◆ Brief
Give again, unaltered, the lines of the listing below that run from the line having "Annotation task: tag one point per instance of the brown" through the line having "the suitcase telescopic".

◆ Source material
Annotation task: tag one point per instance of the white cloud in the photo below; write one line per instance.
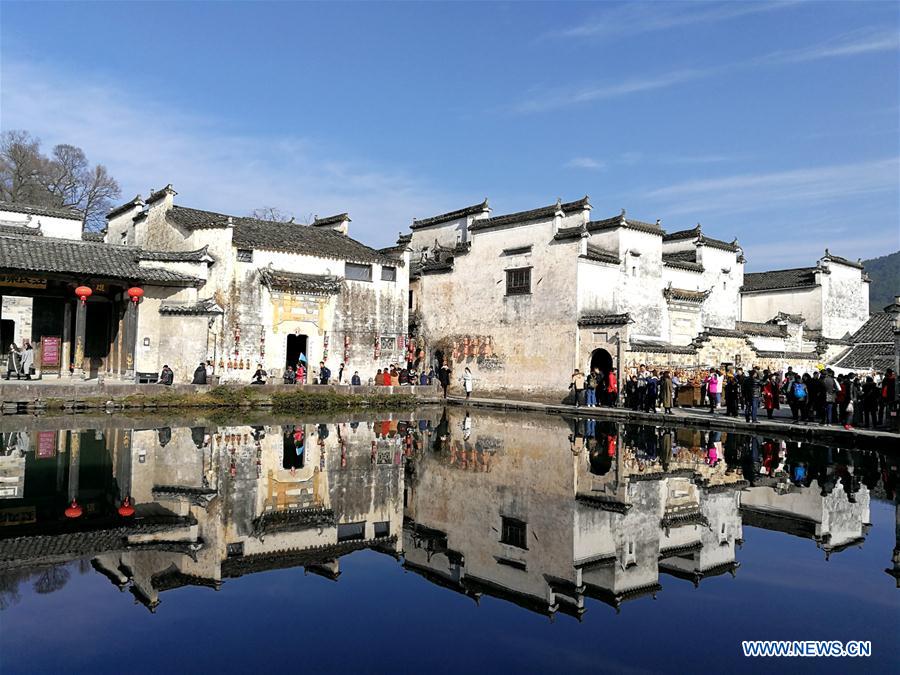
---
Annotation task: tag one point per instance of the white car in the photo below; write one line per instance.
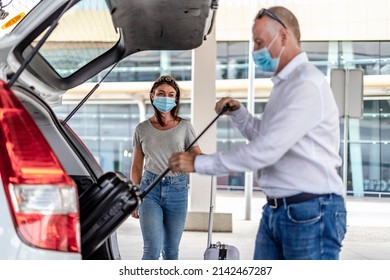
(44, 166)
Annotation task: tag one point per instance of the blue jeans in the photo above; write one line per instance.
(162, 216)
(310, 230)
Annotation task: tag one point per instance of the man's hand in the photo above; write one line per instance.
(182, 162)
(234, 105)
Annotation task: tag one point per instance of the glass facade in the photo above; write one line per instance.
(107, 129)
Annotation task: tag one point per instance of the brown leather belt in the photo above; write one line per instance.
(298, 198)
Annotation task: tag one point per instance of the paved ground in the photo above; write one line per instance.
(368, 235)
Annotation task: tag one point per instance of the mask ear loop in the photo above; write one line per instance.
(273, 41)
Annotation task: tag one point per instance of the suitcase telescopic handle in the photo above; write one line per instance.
---
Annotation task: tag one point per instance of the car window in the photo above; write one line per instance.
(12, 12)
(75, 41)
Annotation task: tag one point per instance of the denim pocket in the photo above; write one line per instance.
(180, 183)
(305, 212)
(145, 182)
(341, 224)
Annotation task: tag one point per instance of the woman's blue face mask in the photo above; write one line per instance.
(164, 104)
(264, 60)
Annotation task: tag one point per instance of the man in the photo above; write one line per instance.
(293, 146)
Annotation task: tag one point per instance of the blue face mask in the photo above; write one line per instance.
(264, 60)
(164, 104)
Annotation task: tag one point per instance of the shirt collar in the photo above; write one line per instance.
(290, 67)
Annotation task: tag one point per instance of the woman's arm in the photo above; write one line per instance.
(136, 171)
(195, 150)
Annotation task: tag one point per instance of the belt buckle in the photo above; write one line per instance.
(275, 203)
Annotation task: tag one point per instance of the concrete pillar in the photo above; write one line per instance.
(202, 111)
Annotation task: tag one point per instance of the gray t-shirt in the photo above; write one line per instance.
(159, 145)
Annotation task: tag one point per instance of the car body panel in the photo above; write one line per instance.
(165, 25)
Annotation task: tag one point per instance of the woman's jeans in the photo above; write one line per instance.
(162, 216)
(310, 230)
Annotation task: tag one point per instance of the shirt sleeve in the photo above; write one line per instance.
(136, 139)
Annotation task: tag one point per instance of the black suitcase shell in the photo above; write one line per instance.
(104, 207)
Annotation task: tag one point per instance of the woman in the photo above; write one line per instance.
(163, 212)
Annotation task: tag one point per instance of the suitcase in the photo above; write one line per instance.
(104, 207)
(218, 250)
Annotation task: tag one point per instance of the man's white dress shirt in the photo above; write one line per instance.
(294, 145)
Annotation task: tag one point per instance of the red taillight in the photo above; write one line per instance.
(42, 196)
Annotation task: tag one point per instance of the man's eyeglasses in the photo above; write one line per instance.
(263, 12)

◆ Written response
Annotation task: tag one point per instance of the brown leather belt in the photo above; write one line per instance.
(298, 198)
Annotation task: tag one point per instance of the paved ground in the photo above; write one line per instance.
(368, 235)
Annotation task: tag one point per instance of the mask ear loop in the photo above; write one line per instance.
(273, 41)
Annotation task: tag one point per instance of the suitcase telescopic handle in the photo above; write one line per instance.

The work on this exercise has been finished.